> **Page excerpt**
# Just wondering...



## Alex DiTuro (Jun 17, 2008)

During a Multi BLD solve do you look at all the cubes first, then solve, or do you get a look before each cube??? 
I have just recently gotten my first BLD solve and once I get a little more consistent, I'll go for multi. Thanks!


----------



## hdskull (Jun 17, 2008)

Memorize all, then solve.


----------



## joey (Jun 17, 2008)

Multi wouldn't be much of a task then!


----------



## Alex DiTuro (Jun 17, 2008)

I thought maybe you looked before each cube because on ryosuke mondo's multi bld attempt it looks like he looks before each cube.

* in the video gallery *


----------



## joey (Jun 17, 2008)

No? Which link?


----------



## Alex DiTuro (Jun 18, 2008)

Here's the link for the video


----------



## Mike Hughey (Jun 18, 2008)

I see him take a peek before solving the first one, but that is of course allowed, assuming he hasn't made any moves yet on any of the cubes. After that, I didn't see him look at any of the other cubes (although I must admit that I haven't watched carefully through the whole video). At what point did you see him take a look at another cube?


----------



## Swordsman Kirby (Jun 18, 2008)

Alex DiTuro said:


> I thought maybe you looked before each cube because on ryosuke mondo's multi bld attempt it looks like he looks before each cube.
> 
> * in the video gallery *



I am 99% sure he is not doing that. Otherwise that's stupid.


----------



## Alex DiTuro (Jun 21, 2008)

I'm sure it's my mistake. Ryosuke Mondo 's a legend. He would never cheat!


----------



## blah (Jun 22, 2008)

Somebody once said the same thing about you-know-who. And I'm one of those somebodys. (Or is it somebodies?) *image of corpses come to mind* Okay that was random.

For a 51 cube attempt? I'd trust Mondo


----------



## Alex DiTuro (Jul 4, 2008)

Don't get all harry potter on us!


----------

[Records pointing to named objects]
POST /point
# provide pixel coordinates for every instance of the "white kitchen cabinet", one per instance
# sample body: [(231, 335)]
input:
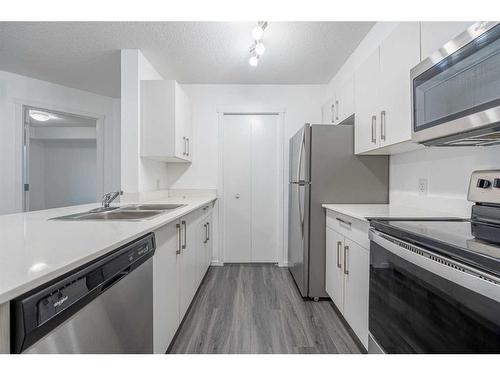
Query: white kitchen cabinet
[(398, 54), (190, 253), (179, 264), (382, 93), (356, 288), (165, 286), (435, 34), (341, 104), (347, 270), (344, 103), (366, 97), (334, 274), (165, 122)]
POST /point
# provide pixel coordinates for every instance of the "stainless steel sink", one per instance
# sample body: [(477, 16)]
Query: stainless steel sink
[(135, 212)]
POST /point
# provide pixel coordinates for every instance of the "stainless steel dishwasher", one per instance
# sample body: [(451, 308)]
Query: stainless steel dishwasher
[(105, 306)]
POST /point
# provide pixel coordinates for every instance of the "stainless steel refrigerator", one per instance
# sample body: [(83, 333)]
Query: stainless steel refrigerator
[(324, 169)]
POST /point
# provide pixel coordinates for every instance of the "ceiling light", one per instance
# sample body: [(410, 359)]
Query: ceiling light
[(258, 32), (260, 48), (39, 115), (253, 61)]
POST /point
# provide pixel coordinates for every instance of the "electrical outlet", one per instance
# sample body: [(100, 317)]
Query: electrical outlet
[(422, 186)]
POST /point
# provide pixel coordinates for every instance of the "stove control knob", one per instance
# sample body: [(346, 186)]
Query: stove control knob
[(483, 183)]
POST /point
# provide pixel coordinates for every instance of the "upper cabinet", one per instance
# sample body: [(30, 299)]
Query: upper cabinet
[(382, 87), (341, 104), (165, 121), (435, 34)]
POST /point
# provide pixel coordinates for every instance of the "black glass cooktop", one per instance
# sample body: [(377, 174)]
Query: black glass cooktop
[(477, 244)]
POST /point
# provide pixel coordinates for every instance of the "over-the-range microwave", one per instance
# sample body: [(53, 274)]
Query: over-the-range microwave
[(456, 91)]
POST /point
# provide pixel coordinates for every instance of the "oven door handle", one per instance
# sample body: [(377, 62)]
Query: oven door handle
[(480, 282)]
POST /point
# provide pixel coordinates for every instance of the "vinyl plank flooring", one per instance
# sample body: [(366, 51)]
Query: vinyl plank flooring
[(256, 308)]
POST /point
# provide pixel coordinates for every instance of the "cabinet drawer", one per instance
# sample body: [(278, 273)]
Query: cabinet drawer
[(354, 229)]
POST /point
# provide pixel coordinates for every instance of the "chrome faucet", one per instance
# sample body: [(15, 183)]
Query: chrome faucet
[(110, 197)]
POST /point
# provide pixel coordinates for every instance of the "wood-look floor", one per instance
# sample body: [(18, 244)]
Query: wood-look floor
[(256, 308)]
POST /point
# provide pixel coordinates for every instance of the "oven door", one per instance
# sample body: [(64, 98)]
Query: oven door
[(456, 91), (422, 303)]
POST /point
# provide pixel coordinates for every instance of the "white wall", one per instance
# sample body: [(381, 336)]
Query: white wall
[(137, 174), (447, 171), (300, 103), (16, 90)]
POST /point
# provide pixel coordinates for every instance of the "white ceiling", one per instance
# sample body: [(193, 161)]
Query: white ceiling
[(85, 55)]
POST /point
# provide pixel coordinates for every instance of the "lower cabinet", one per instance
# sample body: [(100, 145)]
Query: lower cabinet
[(182, 257), (347, 280)]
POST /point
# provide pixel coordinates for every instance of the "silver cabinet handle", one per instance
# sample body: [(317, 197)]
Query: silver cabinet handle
[(179, 241), (346, 249), (184, 245), (374, 129), (382, 125), (339, 246), (348, 223)]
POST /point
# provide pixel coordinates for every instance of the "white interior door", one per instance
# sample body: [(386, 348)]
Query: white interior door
[(250, 188)]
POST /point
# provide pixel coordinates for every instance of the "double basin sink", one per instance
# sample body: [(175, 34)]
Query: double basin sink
[(133, 212)]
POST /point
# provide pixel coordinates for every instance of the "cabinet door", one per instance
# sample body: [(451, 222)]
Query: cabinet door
[(356, 287), (399, 52), (345, 100), (208, 244), (165, 286), (366, 102), (435, 34), (334, 275), (188, 271)]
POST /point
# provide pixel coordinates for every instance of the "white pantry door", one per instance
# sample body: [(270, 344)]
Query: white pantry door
[(250, 160)]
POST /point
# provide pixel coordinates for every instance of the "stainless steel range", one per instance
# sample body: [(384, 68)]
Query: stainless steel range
[(435, 284)]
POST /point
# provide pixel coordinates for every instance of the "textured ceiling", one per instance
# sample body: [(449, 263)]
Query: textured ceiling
[(85, 55)]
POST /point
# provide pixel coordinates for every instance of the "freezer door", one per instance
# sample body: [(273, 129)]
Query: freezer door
[(298, 235)]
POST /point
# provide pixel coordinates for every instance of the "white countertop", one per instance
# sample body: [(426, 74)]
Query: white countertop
[(373, 211), (35, 250)]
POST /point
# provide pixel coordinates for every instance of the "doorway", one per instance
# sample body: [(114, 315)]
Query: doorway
[(62, 159), (251, 179)]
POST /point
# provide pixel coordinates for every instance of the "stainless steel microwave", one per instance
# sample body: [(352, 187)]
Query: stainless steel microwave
[(456, 91)]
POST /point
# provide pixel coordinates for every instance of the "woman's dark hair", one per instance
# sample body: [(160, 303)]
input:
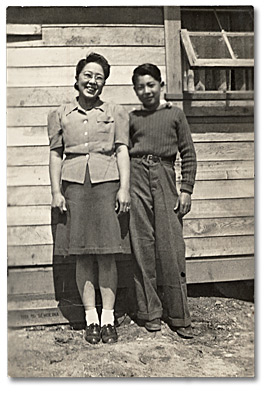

> **Task**
According to the forum thread, what does hdskull say the order is in a Multi BLD solve? The listing comes from a separate source.

> **Result for this exercise**
Memorize all, then solve.